Passage shown:
──────────────────────────────

If you’re comfortable working in a tight space and have a few basic plumbing tools, you can change out a bathroom or kitchen sink faucet in an hour or less.
Choosing the Right Faucet
If you’re thinking about replacing a faucet, it’s probably because the old one has fallen into disrepair or doesn’t fit with your desired interior design. But this is also an opportunity to upgrade to a faucet with features that your old faucet doesn’t offer.
One of the most desirable faucet features is built-in water conservation technology, especially now that modern water-saving faucets can perform comparably to standard faucets while using more than 30 percent less water. Faucets that meet this standard carry the WaterSense label, a designation awarded by the Environmental Protection Agency to faucets that use a maximum of 1.5 gallons per minute.
Other available features include integrated wand attachments, adjustable spray settings and even smart technology that can track your water usage and send data to your smartphone.
But no matter what features you’re after, the most important step in choosing a faucet is ensuring that it will fit your sink. Sinks vary in the number and configuration of holes for faucet installation, and you’ll need to know how these holes are arranged on your sink before making a purchase decision.
You may be able to get a good view of the configuration just by looking at the underside of the sink. But if there’s any doubt, you might want to remove the old faucet before buying a replacement so that you can measure accurately.
Preparing Your Workspace
Most of the labor involved in replacing a faucet takes place under the sink, so begin by making as much room as possible. Remove everything from the cabinet beneath the sink and move other objects in the room as needed to accommodate your legs while you’re working on your back. If lying under the sink is really uncomfortable, try lying on a pillow or cushion.
Gather all the necessary tools and supplies before you get started. Grab a pan to catch water from the supply lines, a towel to soak up any other drips and a pair of safety goggles to protect your eyes in case you drop something while working above your head. You’ll also want a flashlight so you can see what you’re doing.
An adjustable wrench is essential, but you might find a basin wrench handy, since it’s designed for working in the hard-to-reach area beneath the faucet. Depending on the type of faucet mounting hardware and supply lines, you might also need a screwdriver or pipe wrench.

──────────────────────────────

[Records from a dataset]

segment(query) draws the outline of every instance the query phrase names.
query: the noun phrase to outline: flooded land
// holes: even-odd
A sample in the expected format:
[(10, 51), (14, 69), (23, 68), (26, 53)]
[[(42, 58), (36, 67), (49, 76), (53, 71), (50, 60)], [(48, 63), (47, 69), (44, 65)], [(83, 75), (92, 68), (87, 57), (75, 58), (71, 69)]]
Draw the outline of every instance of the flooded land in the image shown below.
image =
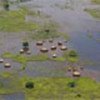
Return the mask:
[(0, 0), (0, 100), (100, 100), (100, 0)]

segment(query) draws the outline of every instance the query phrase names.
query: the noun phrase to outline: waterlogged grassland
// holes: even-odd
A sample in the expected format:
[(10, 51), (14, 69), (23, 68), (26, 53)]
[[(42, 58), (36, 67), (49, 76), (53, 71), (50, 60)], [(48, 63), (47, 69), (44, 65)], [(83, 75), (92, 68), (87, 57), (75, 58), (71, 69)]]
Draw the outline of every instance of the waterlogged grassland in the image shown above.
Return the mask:
[(100, 19), (100, 9), (85, 9), (85, 11), (93, 17)]
[(33, 22), (25, 22), (27, 12), (23, 9), (16, 11), (0, 11), (0, 31), (22, 32), (38, 28)]
[[(23, 92), (26, 100), (35, 99), (57, 99), (62, 100), (90, 100), (94, 98), (99, 100), (100, 84), (89, 78), (18, 78), (16, 76), (10, 78), (8, 90), (1, 82), (0, 94), (9, 94), (15, 92)], [(27, 82), (33, 82), (34, 88), (25, 87)], [(74, 87), (70, 87), (69, 83), (74, 83)]]
[(20, 54), (12, 54), (10, 52), (5, 52), (1, 55), (1, 57), (6, 59), (12, 59), (13, 61), (16, 61), (18, 63), (22, 64), (21, 68), (25, 68), (28, 62), (32, 61), (58, 61), (58, 62), (71, 62), (76, 63), (78, 61), (78, 55), (74, 50), (69, 50), (66, 53), (63, 54), (63, 56), (57, 57), (57, 58), (50, 58), (47, 54), (38, 54), (38, 55), (20, 55)]

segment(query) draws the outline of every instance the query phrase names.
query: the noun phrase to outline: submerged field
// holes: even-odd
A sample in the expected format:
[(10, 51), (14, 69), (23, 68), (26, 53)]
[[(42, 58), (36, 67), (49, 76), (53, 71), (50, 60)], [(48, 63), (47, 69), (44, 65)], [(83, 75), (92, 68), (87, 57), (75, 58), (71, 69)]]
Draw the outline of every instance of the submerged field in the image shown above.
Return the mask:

──────────────────────────────

Written problem: According to the passage on replacing a faucet, what is the most water per minute a faucet can use and still earn the WaterSense label?

Result for this task: 1.5 gallons per minute.